Requirements:
a) Answer these questions about the MapReduce forum thread:
(i) What does the thread say MapReduce itself now has?
(ii) How large is the start-up's dataset, in the unit the thread gives?
(iii) What two reasons does the thread give for the start-up taking a distributed approach?
b) Reproduce the MapReduce forum thread word for word from "Articles like this" to "that on HBR.".

Text passage:
(begin)
Articles like this just encourage pointy-haired bosses who know just enough to dangerous and annoying.
"We're shifting over to a MapReduce-based architecture, just like Google! Google's website is only an interface to a larger architecture. It all ties in to cloud computing and SOA and..."
I really doubt he does understand it. That's a terrible explanation of MapReduce, and then makes it sound like it's secret Google tech that will take over the world-- parallel computing isn't new, and even MapReduce itself has an open source clone now. It's really surprising to find an article like that on HBR.
It's interesting how much noise there is around MapReduce. I'm working as CTO of a start-up with a very large dataset (terabytes) where we need to do quite complex queries across the dataset and very quickly.
Naturally we are taking a distributed approach to the problem since hardware is cheap and relatively easy to coordinate via software.
We decided to go our own way using a mixture of some databases and raw file system access with our own application coordinating both the cluster of machines and performing the queries themselves after performing extensive benchmarking of everything.
(end)
[Entries from a point annotation set]
(begin)
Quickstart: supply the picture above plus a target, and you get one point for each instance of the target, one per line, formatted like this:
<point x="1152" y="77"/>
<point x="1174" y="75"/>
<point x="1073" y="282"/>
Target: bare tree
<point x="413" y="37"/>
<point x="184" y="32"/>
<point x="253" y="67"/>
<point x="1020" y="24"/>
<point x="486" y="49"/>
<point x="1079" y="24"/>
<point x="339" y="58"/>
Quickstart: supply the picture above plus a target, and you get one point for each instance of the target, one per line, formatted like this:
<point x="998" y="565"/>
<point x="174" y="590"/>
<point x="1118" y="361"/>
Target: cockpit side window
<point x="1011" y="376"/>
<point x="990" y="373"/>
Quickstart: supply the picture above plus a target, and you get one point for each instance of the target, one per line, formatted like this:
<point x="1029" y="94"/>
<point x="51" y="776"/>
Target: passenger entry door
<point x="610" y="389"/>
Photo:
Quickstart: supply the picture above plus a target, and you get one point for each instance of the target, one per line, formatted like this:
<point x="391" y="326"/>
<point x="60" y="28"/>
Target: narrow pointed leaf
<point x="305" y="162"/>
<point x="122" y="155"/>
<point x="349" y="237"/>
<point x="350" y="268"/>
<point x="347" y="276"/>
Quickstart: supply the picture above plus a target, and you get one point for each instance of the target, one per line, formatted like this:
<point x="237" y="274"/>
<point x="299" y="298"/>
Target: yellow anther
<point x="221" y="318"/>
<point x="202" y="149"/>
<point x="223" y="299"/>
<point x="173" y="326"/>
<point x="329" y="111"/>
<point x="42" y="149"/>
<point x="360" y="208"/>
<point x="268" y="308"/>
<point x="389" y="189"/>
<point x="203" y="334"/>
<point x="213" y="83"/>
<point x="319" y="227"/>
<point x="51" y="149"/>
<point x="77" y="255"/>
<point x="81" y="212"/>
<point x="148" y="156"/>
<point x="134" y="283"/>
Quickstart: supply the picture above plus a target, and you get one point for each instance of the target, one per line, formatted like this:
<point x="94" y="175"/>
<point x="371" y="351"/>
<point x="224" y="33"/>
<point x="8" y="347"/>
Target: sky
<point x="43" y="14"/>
(end)
Solutions to the problems:
a)
(i) An open source clone.
(ii) Terabytes.
(iii) Hardware is cheap, and it is relatively easy to coordinate via software.

b)
Articles like this just encourage pointy-haired bosses who know just enough to dangerous and annoying.
"We're shifting over to a MapReduce-based architecture, just like Google! Google's website is only an interface to a larger architecture. It all ties in to cloud computing and SOA and..."
I really doubt he does understand it. That's a terrible explanation of MapReduce, and then makes it sound like it's secret Google tech that will take over the world-- parallel computing isn't new, and even MapReduce itself has an open source clone now. It's really surprising to find an article like that on HBR.